* Work to complete:
Using the travel blog text below, answer these:
1. In what year was the blog begun?
2. How many countries has Nicola visited without leaving the UK?
3. At roughly what hours is Bristol Farmers' Market open?

* Supplied text:
(begin)

Hi, I'm Nicola - welcome to a blog begun in 2012 about family travel around the world, without leaving the UK.

I love travel adventures, but to save cash and keep my family's carbon footprint lower, I dreamt up a unique stay-at-home travel experience. So far I've visited 110 countries... without leaving the UK. Join me exploring the next 86! Or have a look at the "countries" you can discover within the UK by scrolling the labels (below right). Here's to happy travel from our doorsteps.

Around 2018 I tried a new way of writing my family's and my own UK travel adventures. Britain is a brilliant place for a staycation, mini-break and day trips. It's also a fantastic place to explore so I've begun to write up reports of places that are easy to reach by public transport. And when they are not that easy to reach I'll offer some tips on how to get there.

See www.nicolabaird.com for info about the seven books I've written, a link to my other blog on thrifty, creative childcare (homemadekids.wordpress.com) or to contact me.

Thursday, 26 August 2010

Best of Bristol

One family's tips on how to travel the world without leaving home, much. This post is a local's guide to the best of green Bristol (thank you Helen!). Cobbled together by Nicola Baird, also see http://homemadekids.co.uk/

Bristol has 2 million people, two vast open spaces, loads of green lungs (parks, play space, Sustrans routes) and it's not far from Wales, Devon or the Cotswolds. What's not to like? Well my friends keep moving there... when I'd prefer them to live nearer me. But the result is great insider knowledge: so here's insights from a local on how to enjoy yourself on a walking tour of the city, even during rain. Most are free, and certainly interesting.

And if you go on a Wednesday you can choose a picnic at Bristol Farmers' Market (approx 9.30am-2pm) or just enjoy the markets at St Nicholas in the old town running from monday to Saturday the whole day, see details here.

(end)

* Stored data:

(begin)

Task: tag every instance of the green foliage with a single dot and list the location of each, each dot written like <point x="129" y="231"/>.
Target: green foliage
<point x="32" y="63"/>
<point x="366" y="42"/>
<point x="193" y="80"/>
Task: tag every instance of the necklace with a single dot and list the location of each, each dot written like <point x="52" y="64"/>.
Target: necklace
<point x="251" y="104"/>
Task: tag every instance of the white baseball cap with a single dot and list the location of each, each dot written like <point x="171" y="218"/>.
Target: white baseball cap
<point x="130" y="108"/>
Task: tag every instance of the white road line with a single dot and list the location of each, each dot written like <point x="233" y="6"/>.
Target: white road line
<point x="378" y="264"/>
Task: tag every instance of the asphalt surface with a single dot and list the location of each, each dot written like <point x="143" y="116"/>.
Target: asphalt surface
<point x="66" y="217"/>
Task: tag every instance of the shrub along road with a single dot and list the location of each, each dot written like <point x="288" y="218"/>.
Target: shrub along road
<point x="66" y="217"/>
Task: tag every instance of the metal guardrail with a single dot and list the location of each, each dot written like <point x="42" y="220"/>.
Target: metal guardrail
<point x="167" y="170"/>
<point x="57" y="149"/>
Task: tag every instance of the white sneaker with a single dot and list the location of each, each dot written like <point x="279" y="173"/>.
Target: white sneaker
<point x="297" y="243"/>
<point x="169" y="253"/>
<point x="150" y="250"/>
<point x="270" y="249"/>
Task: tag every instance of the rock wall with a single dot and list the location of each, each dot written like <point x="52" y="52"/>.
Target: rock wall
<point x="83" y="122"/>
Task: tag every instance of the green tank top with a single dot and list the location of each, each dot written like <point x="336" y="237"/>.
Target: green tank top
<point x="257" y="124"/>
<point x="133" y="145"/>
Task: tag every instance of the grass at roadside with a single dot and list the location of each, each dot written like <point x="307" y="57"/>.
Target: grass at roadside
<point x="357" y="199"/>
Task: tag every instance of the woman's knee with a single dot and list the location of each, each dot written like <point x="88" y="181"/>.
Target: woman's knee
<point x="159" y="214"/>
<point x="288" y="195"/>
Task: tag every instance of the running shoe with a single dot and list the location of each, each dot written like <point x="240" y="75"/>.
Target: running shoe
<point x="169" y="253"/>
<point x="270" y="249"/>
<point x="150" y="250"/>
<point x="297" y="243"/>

(end)

* Exercise solution:
1. 2012
2. 110
3. Approximately 9.30am to 2pm